■ **What to work on**
Swap "place a marker" for "put a pin" throughout the stretch from the line containing "dirt lot, giving" through the end of the rows, and write out that stretch again with nothing else changed.

■ **Material provided**
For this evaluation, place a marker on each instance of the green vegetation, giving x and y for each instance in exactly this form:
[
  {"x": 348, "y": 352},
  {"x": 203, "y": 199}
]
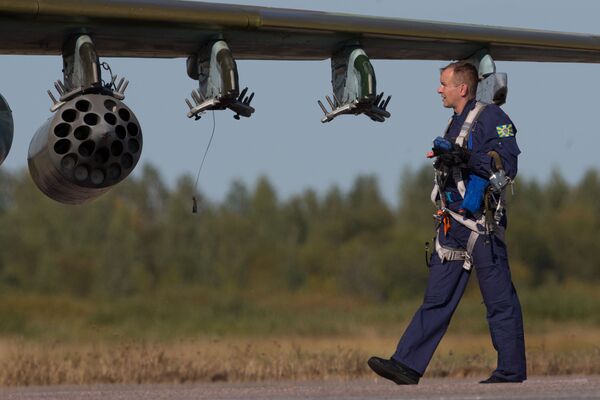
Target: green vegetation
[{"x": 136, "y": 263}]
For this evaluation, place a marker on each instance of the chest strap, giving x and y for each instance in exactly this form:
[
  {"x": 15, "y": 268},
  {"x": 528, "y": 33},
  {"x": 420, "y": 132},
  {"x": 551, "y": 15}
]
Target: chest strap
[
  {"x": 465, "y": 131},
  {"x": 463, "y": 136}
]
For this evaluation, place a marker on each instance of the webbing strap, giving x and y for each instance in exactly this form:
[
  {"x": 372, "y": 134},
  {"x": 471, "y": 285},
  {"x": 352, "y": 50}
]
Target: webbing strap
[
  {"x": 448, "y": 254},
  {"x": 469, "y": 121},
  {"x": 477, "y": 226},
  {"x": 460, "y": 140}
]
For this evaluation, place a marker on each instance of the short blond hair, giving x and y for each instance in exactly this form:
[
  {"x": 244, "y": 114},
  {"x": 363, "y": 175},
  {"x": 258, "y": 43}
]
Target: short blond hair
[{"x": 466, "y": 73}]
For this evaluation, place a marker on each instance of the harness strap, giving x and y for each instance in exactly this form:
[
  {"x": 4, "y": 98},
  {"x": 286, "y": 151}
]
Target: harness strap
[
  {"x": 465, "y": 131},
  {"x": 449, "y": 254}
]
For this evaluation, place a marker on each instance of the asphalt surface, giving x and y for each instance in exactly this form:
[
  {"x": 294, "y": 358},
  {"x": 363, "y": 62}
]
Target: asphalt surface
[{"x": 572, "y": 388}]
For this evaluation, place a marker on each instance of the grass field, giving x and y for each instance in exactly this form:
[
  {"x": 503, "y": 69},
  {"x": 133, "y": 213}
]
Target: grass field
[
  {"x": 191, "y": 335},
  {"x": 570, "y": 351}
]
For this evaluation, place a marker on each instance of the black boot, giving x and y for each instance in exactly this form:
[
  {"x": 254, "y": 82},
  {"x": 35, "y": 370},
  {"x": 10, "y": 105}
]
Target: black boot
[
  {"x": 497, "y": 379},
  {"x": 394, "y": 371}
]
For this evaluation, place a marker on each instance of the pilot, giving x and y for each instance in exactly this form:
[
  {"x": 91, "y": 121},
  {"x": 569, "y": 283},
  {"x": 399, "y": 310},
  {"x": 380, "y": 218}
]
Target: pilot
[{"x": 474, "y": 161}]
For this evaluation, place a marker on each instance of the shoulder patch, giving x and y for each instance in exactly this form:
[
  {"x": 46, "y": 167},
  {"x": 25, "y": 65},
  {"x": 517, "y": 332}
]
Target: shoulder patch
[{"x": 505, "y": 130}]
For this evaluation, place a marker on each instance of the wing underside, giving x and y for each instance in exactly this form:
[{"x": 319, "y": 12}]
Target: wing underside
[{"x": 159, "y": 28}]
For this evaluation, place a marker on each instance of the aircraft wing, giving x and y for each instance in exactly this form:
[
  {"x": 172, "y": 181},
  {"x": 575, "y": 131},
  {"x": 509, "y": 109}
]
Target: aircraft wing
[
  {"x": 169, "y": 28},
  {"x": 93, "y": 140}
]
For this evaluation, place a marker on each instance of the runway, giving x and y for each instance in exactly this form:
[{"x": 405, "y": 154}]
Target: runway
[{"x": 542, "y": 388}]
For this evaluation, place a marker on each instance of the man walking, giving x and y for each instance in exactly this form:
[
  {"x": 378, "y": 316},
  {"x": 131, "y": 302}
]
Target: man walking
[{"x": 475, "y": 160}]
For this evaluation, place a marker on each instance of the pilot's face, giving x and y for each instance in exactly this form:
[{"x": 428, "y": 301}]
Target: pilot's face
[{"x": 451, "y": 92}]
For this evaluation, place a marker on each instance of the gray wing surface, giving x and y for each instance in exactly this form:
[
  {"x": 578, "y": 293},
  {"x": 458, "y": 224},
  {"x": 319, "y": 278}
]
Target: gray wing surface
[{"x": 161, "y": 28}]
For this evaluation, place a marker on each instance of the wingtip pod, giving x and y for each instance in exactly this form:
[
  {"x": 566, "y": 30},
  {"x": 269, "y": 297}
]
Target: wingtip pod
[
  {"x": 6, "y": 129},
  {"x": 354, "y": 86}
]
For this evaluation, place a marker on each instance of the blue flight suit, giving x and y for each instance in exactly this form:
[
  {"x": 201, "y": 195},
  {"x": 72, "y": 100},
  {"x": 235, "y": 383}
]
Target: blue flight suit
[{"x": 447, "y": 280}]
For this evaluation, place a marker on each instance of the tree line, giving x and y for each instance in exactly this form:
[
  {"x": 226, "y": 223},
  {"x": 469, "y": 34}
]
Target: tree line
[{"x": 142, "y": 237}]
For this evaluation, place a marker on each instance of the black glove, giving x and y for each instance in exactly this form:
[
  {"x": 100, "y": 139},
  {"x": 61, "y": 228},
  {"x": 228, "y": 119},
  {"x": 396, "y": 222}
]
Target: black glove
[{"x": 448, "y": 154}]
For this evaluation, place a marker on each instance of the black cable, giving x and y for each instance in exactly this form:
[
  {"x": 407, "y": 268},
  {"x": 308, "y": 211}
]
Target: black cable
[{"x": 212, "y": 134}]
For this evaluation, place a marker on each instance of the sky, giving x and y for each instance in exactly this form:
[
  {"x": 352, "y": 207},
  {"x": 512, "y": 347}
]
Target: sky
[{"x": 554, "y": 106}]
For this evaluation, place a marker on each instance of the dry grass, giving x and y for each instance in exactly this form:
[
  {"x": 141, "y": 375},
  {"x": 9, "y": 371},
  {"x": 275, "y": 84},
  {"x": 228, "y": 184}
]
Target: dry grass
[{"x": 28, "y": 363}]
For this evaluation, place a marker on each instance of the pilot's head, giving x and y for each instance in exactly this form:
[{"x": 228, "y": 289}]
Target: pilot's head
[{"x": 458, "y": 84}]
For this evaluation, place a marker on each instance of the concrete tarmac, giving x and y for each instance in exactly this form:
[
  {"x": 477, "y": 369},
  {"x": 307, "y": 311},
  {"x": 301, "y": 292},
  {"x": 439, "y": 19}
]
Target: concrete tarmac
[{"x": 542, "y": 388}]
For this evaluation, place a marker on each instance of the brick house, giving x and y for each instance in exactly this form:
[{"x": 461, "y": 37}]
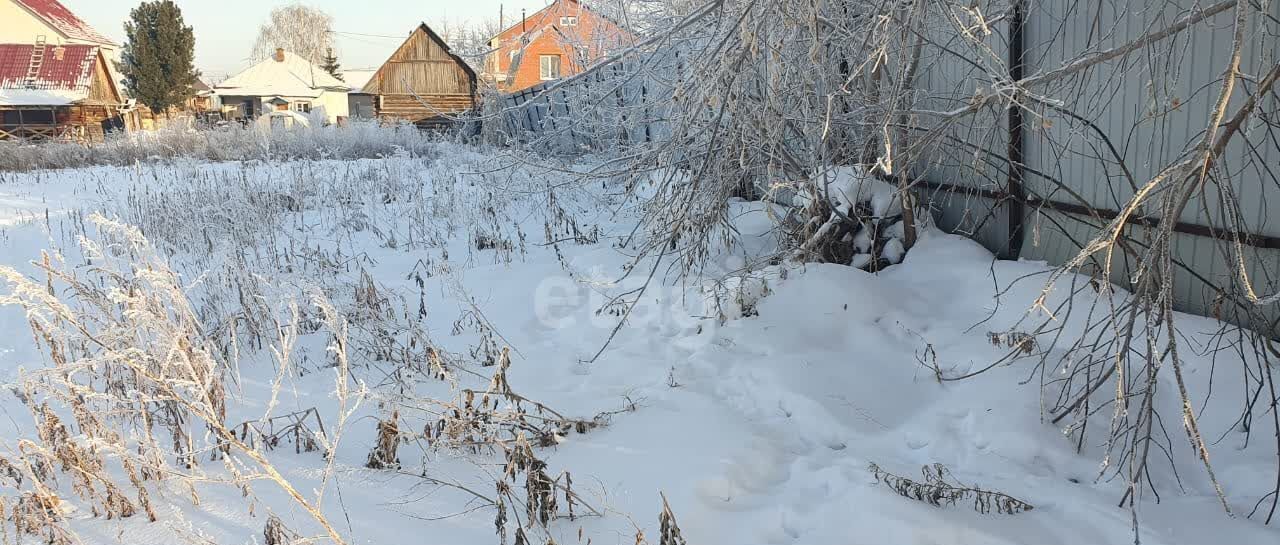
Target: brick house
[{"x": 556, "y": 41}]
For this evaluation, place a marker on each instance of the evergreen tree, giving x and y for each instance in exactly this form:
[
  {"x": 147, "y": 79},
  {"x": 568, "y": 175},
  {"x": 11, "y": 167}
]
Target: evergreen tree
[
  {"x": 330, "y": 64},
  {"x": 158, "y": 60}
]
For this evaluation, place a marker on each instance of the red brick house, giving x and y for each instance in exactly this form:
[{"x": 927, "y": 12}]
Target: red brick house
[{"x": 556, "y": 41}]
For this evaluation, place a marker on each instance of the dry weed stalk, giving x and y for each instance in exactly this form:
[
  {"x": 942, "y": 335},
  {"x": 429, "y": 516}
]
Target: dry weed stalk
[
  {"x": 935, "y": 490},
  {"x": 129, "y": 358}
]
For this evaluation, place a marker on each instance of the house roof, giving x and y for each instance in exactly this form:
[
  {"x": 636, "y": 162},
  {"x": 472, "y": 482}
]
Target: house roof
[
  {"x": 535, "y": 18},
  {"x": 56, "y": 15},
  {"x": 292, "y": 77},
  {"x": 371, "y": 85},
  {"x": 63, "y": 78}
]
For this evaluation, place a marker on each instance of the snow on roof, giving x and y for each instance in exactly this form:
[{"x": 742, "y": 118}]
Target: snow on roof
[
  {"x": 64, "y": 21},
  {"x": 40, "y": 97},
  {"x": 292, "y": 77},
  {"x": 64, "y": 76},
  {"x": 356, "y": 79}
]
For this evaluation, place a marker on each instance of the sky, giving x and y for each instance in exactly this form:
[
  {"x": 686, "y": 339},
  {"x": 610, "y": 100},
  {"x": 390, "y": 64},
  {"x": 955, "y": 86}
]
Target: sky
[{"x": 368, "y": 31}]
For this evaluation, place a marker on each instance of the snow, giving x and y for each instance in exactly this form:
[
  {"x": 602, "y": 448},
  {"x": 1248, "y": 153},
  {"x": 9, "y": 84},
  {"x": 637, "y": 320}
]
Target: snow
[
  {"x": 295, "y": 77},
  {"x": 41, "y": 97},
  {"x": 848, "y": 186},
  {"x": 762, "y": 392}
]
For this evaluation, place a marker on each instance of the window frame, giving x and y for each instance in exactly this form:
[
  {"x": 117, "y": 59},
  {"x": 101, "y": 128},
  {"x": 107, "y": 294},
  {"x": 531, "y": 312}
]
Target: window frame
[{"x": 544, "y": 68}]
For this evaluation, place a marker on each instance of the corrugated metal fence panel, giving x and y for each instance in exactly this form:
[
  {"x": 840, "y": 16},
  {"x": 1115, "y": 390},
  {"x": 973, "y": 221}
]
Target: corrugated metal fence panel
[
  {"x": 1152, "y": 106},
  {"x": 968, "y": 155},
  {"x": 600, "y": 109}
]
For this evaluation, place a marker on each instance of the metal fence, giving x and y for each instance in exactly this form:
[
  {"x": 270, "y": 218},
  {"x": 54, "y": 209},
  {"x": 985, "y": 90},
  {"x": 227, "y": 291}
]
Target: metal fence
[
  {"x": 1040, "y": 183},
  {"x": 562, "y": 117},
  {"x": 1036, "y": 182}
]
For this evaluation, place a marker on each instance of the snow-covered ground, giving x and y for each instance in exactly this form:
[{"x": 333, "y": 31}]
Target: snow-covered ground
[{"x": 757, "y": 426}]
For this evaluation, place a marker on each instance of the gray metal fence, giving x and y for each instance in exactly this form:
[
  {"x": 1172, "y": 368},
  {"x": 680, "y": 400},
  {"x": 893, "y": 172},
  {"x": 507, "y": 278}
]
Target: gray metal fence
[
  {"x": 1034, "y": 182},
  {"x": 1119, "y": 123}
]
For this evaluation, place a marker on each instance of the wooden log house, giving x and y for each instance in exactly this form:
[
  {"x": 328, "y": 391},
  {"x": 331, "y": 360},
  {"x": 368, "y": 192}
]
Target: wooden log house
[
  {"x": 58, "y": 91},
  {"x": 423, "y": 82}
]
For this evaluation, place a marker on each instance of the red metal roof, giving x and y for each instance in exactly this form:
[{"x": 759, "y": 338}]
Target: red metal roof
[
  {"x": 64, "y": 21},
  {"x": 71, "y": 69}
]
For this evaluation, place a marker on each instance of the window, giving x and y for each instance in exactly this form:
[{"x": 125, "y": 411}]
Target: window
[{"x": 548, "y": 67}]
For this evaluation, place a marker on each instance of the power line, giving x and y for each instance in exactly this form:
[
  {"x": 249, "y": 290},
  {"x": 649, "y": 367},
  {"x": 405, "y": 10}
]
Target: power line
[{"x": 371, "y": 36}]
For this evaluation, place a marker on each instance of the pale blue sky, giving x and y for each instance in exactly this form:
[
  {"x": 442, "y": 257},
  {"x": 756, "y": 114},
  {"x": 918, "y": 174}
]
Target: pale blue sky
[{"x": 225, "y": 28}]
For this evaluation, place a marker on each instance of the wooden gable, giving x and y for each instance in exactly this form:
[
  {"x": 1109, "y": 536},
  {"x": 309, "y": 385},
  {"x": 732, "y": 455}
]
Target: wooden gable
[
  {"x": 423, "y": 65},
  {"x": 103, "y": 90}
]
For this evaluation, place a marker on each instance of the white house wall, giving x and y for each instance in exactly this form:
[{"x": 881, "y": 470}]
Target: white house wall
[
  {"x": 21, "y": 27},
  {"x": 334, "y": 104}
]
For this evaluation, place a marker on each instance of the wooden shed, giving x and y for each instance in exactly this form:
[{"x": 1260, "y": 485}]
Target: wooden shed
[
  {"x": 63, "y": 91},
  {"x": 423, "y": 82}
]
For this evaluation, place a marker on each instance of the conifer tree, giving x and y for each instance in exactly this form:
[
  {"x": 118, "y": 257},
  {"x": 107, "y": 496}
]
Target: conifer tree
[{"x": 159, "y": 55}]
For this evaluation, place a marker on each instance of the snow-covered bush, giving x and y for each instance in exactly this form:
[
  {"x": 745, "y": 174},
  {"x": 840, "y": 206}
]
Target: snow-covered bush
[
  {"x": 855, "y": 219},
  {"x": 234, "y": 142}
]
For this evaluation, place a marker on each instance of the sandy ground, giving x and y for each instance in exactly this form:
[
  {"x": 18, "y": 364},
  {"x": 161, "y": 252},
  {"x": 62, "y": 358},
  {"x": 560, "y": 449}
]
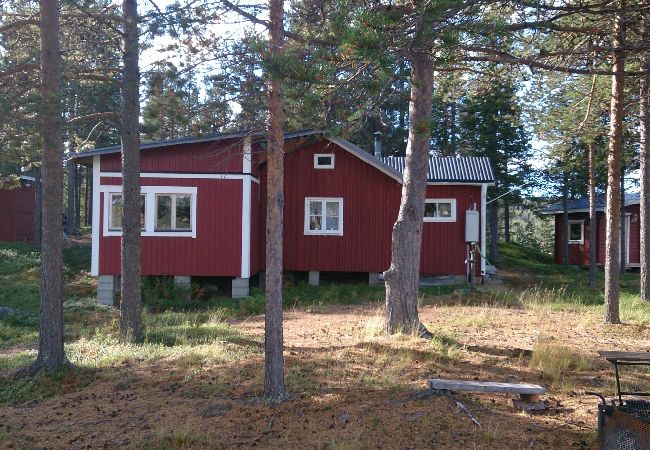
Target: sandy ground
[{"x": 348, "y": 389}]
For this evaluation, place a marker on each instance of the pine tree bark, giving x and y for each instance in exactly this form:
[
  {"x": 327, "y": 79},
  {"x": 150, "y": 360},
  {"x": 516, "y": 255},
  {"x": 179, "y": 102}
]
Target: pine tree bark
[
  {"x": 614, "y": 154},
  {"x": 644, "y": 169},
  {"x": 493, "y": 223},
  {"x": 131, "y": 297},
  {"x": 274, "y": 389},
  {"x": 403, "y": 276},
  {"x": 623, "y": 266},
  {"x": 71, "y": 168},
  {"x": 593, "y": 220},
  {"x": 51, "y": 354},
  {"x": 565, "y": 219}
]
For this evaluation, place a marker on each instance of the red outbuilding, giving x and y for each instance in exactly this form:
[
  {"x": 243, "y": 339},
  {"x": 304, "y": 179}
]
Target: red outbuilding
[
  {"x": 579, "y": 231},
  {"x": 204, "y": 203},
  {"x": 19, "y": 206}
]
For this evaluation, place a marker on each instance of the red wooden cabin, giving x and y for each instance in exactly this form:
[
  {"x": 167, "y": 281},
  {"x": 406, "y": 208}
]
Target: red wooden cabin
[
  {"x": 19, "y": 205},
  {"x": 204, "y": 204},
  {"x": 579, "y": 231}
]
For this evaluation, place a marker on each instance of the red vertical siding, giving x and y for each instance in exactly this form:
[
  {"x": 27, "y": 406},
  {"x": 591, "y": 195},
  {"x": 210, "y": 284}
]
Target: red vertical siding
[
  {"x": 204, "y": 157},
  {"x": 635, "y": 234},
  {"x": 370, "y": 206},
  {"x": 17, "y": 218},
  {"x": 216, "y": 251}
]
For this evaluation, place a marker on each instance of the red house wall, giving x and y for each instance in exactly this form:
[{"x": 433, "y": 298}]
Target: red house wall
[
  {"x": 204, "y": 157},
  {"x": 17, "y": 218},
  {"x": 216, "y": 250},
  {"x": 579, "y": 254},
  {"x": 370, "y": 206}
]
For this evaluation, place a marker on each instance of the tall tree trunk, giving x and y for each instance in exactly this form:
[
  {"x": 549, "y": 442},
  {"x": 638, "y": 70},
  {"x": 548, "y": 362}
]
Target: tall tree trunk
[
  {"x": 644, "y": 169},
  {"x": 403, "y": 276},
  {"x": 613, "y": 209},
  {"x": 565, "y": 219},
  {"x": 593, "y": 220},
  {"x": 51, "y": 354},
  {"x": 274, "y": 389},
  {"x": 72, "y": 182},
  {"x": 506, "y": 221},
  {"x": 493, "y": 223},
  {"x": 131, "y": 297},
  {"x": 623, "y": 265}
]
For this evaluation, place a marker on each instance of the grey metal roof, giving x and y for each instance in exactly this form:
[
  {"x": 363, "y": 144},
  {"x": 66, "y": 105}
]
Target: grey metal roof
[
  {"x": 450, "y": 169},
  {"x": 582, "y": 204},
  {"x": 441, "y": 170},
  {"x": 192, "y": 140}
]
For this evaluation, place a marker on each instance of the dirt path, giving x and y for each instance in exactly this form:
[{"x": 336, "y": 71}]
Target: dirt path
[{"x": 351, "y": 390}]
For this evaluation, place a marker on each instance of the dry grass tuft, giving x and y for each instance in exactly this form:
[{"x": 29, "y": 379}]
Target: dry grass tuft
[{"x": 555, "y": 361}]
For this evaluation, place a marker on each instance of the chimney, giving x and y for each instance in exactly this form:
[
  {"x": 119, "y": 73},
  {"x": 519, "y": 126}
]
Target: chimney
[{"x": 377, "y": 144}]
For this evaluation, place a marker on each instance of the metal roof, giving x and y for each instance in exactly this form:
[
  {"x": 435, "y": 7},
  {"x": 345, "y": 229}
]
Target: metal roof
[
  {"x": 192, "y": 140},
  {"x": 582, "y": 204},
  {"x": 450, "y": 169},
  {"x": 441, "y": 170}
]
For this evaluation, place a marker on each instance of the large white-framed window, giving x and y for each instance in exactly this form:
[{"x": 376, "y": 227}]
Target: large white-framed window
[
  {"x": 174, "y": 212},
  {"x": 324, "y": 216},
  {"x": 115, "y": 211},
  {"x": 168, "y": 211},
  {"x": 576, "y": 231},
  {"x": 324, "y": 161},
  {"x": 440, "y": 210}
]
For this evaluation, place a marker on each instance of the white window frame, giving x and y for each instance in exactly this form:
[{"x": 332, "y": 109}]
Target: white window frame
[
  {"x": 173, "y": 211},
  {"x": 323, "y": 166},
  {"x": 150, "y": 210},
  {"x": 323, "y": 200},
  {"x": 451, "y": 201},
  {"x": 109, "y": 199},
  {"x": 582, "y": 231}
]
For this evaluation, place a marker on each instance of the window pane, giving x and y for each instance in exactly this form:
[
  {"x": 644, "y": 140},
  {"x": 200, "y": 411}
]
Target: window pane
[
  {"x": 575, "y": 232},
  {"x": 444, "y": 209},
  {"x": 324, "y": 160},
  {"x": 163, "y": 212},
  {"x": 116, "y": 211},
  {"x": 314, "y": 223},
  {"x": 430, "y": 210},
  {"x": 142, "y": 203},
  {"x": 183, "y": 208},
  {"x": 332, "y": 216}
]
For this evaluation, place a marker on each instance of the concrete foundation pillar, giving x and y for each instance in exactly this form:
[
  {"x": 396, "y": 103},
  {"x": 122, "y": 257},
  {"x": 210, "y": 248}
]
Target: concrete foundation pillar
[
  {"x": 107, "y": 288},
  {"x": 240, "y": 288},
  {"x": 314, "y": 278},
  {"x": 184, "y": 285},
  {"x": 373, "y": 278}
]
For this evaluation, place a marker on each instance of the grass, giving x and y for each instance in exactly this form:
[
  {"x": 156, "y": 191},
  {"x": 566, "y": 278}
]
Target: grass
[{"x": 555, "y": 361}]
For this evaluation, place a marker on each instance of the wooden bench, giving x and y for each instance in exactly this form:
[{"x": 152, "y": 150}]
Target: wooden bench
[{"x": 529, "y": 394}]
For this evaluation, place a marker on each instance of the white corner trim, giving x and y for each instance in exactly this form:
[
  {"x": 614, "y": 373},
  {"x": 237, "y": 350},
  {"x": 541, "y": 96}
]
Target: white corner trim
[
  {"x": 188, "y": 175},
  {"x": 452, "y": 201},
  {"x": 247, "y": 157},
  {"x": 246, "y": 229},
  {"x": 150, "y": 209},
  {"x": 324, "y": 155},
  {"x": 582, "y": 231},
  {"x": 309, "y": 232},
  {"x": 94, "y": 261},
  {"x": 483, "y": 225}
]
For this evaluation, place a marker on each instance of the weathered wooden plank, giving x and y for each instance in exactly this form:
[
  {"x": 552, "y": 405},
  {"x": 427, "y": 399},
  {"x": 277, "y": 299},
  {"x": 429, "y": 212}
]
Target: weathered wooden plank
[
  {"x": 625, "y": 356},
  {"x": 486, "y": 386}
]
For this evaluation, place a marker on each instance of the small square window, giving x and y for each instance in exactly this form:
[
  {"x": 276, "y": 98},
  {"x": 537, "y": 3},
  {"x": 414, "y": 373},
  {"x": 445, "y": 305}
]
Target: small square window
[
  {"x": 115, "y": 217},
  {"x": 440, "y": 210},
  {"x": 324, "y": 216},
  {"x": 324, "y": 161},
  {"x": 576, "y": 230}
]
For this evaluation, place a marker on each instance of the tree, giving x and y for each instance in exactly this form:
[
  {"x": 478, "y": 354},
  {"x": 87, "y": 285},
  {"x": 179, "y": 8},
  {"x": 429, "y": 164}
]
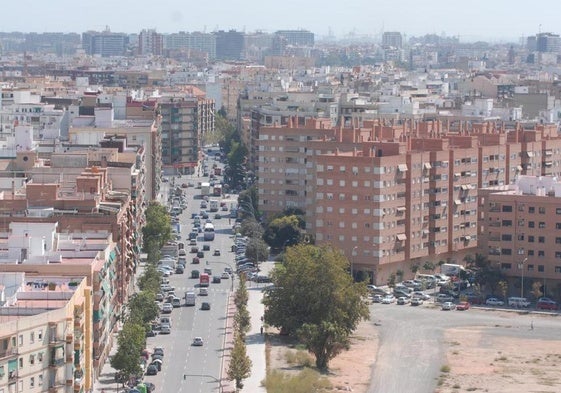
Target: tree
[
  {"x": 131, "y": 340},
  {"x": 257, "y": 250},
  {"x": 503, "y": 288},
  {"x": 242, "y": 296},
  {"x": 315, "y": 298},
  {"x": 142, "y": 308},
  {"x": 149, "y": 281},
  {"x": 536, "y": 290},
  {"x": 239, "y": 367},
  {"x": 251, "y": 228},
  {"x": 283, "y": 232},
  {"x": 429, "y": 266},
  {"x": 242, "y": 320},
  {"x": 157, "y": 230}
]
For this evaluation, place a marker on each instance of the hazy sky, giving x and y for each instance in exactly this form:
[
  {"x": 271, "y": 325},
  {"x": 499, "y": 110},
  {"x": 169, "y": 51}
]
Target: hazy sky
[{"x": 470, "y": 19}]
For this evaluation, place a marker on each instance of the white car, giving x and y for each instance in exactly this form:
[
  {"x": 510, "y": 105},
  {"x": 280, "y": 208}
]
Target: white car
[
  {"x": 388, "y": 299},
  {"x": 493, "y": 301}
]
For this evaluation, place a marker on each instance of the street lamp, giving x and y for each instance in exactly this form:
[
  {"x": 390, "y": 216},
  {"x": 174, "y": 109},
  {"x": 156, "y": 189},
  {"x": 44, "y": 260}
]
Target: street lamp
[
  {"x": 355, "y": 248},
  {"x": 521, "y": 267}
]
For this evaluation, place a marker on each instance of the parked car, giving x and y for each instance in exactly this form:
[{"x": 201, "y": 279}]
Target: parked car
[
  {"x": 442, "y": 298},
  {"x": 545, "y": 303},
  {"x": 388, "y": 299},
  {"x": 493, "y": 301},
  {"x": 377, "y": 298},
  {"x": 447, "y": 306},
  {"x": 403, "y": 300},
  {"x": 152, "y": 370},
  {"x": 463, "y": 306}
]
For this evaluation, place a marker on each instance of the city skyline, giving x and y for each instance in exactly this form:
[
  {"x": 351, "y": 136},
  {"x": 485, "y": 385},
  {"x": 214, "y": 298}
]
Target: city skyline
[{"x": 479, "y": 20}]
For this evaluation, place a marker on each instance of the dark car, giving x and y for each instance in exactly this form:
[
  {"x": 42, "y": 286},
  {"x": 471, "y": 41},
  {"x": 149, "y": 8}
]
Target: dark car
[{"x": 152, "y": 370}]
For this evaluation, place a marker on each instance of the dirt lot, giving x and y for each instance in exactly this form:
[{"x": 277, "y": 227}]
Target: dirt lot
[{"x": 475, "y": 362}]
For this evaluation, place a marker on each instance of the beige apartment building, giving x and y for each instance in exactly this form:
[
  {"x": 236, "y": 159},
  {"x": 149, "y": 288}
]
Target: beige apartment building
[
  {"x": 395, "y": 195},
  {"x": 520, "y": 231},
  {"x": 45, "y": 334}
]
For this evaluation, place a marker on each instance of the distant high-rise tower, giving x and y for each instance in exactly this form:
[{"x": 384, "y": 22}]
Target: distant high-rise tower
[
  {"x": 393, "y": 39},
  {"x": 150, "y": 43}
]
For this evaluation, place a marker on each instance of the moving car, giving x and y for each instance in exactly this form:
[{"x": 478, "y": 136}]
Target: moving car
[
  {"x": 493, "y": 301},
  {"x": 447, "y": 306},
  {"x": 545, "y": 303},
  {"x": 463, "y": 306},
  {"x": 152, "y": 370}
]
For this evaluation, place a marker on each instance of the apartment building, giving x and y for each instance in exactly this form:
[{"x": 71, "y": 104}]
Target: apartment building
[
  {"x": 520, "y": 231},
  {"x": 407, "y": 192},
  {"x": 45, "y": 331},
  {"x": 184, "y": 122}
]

■ **Result for this task**
For this evaluation, put a pin on each instance of the dirt lot, giving x and y for each instance in exactly this form:
[{"x": 277, "y": 227}]
Target: dirt lot
[{"x": 475, "y": 362}]
For this evaluation, put a pin on each instance of the beige apartment building, giving x and y for each instance in exactly this form:
[
  {"x": 236, "y": 159},
  {"x": 149, "y": 288}
]
Target: beige apartment building
[
  {"x": 395, "y": 195},
  {"x": 520, "y": 231},
  {"x": 45, "y": 334}
]
For this evaluation, put a pin on each instance of the distant high-rise tower, giving x and y for each instance in exactly this form:
[{"x": 384, "y": 22}]
Target: distant high-rise tower
[
  {"x": 393, "y": 39},
  {"x": 150, "y": 43}
]
For this evaluation, put a pin on each instance of the moving car, giving x and y for each instance in exactly this form:
[{"x": 478, "y": 136}]
Target: moving car
[
  {"x": 493, "y": 301},
  {"x": 447, "y": 306},
  {"x": 545, "y": 303},
  {"x": 463, "y": 306},
  {"x": 152, "y": 370}
]
For this evaluation, put a pin on each instance of the apartment building, giving x and y for each instance in exactly this form:
[{"x": 71, "y": 104}]
Target: apartment building
[
  {"x": 520, "y": 231},
  {"x": 407, "y": 192},
  {"x": 45, "y": 331},
  {"x": 184, "y": 122}
]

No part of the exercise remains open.